The data >>
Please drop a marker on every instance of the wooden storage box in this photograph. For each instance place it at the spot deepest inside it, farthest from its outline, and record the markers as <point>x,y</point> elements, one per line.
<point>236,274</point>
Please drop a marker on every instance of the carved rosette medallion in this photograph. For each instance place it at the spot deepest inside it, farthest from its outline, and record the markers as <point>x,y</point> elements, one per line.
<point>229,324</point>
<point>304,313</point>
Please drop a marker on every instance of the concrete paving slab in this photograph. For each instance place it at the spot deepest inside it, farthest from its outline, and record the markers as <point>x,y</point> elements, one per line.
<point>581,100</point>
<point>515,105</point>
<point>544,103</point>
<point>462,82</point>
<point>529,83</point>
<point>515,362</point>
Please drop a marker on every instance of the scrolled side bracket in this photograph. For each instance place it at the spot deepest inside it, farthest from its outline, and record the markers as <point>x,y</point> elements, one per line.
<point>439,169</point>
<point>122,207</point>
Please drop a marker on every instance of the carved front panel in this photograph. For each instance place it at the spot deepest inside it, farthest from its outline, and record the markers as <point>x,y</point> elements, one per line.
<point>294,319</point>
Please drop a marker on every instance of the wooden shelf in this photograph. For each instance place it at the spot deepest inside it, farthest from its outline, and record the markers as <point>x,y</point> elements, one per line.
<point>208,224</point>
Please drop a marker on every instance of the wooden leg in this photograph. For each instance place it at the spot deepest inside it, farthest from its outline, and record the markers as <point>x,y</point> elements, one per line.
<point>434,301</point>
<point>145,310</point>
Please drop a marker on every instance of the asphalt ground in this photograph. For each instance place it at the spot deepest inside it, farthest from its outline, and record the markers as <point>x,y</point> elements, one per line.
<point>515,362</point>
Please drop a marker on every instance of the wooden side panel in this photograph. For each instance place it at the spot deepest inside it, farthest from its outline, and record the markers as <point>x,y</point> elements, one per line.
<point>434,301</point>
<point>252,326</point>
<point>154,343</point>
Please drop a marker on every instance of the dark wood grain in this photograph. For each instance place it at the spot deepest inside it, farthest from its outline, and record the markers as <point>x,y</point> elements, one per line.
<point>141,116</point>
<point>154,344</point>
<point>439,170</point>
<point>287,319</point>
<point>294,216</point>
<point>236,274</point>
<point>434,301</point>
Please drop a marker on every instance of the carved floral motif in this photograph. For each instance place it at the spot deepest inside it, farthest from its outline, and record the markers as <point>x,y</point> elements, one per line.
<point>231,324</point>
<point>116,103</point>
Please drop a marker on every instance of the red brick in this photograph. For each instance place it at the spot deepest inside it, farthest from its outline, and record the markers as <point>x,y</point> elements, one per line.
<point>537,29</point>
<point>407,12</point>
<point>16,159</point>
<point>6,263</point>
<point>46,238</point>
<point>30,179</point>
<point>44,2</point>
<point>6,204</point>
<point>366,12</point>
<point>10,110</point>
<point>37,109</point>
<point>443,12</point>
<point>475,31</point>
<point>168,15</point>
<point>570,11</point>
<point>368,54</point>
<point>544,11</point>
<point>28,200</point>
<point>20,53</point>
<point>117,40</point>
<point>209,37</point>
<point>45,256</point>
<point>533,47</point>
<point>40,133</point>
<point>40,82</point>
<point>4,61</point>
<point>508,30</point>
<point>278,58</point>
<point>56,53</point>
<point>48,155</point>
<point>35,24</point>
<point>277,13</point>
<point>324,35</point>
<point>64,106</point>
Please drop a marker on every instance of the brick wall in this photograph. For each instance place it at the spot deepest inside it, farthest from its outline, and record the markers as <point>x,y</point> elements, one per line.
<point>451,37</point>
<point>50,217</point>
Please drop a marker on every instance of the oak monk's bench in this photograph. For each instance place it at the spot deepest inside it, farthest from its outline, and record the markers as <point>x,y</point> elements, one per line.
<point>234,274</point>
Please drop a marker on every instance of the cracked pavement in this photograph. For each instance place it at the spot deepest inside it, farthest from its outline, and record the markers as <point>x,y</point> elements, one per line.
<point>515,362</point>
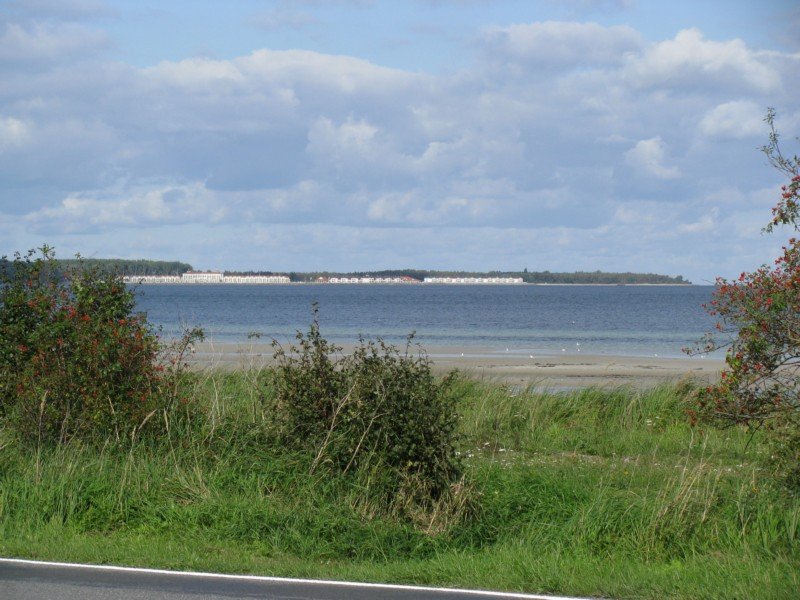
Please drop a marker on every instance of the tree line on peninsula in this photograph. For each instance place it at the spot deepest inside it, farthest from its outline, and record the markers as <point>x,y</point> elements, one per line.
<point>161,267</point>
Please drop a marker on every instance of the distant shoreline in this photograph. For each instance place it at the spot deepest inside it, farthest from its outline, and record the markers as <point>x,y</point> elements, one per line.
<point>226,283</point>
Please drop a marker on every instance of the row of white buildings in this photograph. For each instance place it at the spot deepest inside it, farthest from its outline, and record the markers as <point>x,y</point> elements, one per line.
<point>366,280</point>
<point>206,277</point>
<point>475,280</point>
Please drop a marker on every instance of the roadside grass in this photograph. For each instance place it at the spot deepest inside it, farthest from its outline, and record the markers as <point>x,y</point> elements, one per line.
<point>605,493</point>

What to work on >> Output the records again, unchanged, starting at the line that contains "Please drop a marker on every instance of the tree" and ending at the final line of the records.

In response >>
Please drop a marker on every instance of the tree line on peninsula in this photograph. For each instance place it at the spot deepest inside it, farthest from its outline, and record the markers as <point>x,y</point> elements, one per line.
<point>161,267</point>
Please drop a marker on every instance of the distant shoreline in this photograph. For each instance place it at the spot deepest inside it, farthest from its outline, and record the markers as <point>x,y</point> elements, one per line.
<point>226,283</point>
Please drop a marker on every instance of the row of white buildings in this photograph. For each instance place it at the spot deepest inside it, farthest from its outline, and record the markers as <point>x,y</point> elements, one per line.
<point>366,280</point>
<point>206,277</point>
<point>475,280</point>
Please drop a marker on every instance of the roadside grass in this photograph. For each instance place it at the spot deepest inside it, farthest from its outline, and record the markers as <point>x,y</point> elements, one per line.
<point>605,493</point>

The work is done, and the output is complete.